--- BEGIN PASSAGE GIVEN ---
Paris delivers blow to French Olympic charm offensive

The Dalai Lama has been made an honorary citizen of Paris.

On Monday the city’s council passed a resolution made be the mayor, Bertrand Delanoë, to bestow the symbolic title on the exiled spiritual leader of Tibet.

The timing couldn’t have been more pertinent or sensitive. It came just hours after the arrival in China of the first of three emissaries to be sent this week by the French president, Nicolas Sarkozy.

He’s going all out - short of getting on a ‘plane himself – in a full blown diplomatic charm offensive to try to ease tensions after several days of anti-French protests in town and cities across China.

That job may well have been made a little more difficult by the decision back in Paris, which Delanoë - a leading candidate to win the race to become the national leader of the opposition Socialist party later this year – said showed support for the people of Tibet and their struggles.

Sarkozy’s centre-right Union pour un Mouvement Populaire (Union for a Popular Movement, UMP) party is in the minority in the French capital and had opposed the adoption of the resolution.

In a double whammy, unlikely to have been welcomed by Sarkozy, his emissaries or more importantly the government in Beijing, Paris councillors also bestowed honorary citizenship on the dissident Chinese political activist Hu Jia. Earlier this month Chinese authorities sentenced him to three years imprisonment for inciting subversion of the state.

Hours before the vote in Paris, the first of Sarkozy’s three emissaries had arrived in the Chinese city of Shanghai.

Christian Poncelet, the president of the French Senate, was in the city to deliver a personal letter from Sarkozy to the wheelchair-bound athlete, Jin Jing.
--- END PASSAGE GIVEN ---
# DIRECTION A
Show every line of the records that contains the string "black".
--- BEGIN ENTRIES SUPPLIED ---
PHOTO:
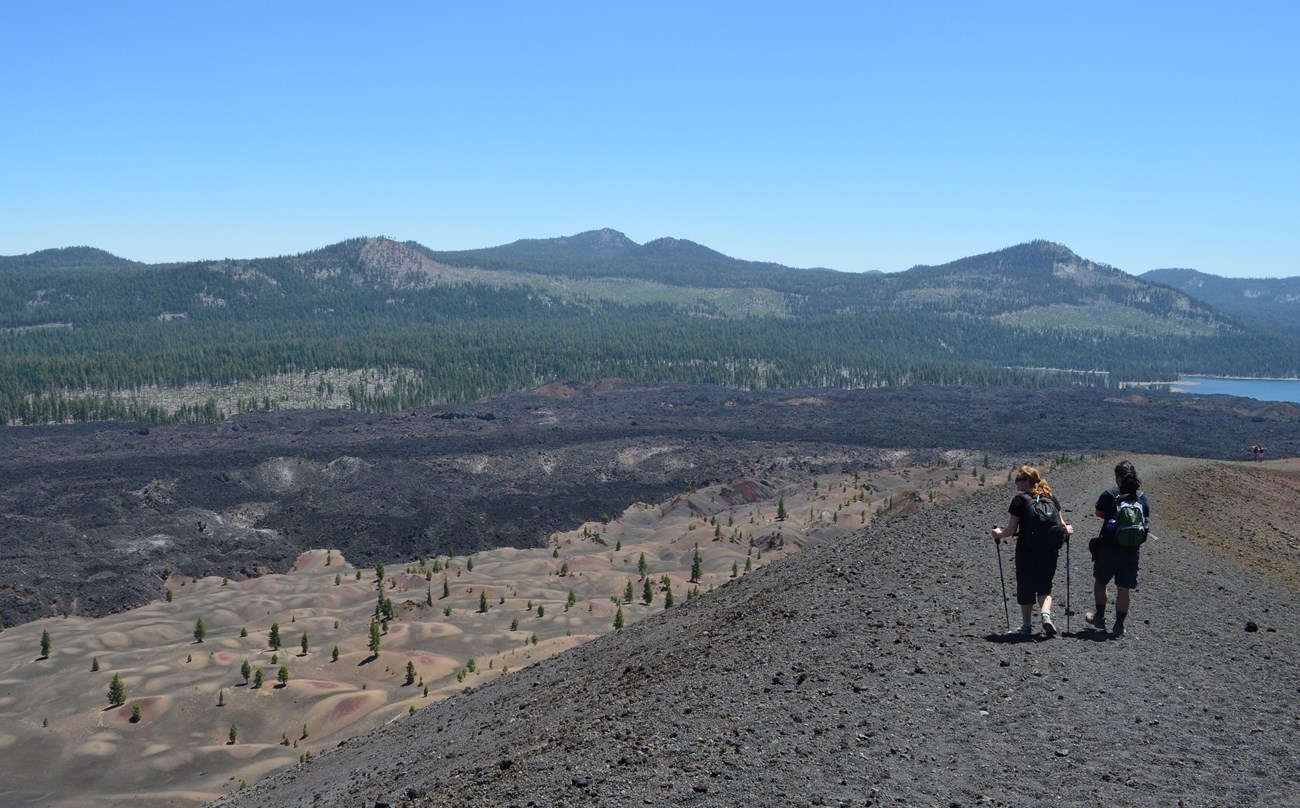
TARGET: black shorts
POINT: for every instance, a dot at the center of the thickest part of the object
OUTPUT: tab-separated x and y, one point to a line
1118	563
1035	568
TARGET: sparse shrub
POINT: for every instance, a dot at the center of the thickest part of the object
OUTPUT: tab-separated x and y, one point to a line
116	691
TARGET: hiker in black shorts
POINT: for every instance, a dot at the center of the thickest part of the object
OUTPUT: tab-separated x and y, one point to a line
1035	555
1110	560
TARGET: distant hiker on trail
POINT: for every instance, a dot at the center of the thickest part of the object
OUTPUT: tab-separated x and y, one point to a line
1123	511
1041	530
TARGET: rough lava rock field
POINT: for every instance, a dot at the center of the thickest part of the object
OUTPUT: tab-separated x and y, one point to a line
92	515
875	669
870	669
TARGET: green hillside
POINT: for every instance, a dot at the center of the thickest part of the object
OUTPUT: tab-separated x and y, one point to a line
1270	304
375	324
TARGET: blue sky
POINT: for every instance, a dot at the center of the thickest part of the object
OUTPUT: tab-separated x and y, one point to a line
853	135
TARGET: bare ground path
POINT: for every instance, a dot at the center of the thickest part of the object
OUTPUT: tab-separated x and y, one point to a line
872	669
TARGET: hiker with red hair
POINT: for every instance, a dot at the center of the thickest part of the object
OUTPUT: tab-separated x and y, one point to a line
1040	530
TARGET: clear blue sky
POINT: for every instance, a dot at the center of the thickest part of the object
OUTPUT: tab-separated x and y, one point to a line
853	135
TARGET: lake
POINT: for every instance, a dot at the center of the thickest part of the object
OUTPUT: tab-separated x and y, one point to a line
1264	390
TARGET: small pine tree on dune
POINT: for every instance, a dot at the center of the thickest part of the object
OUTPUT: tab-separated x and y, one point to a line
--- END ENTRIES SUPPLIED ---
# DIRECTION B
In the article about Paris honoring the Dalai Lama, how long a prison sentence did Chinese authorities give Hu Jia?

# CORRECT RESULT A
TARGET: black shorts
TARGET: hiker in black shorts

# CORRECT RESULT B
Three years.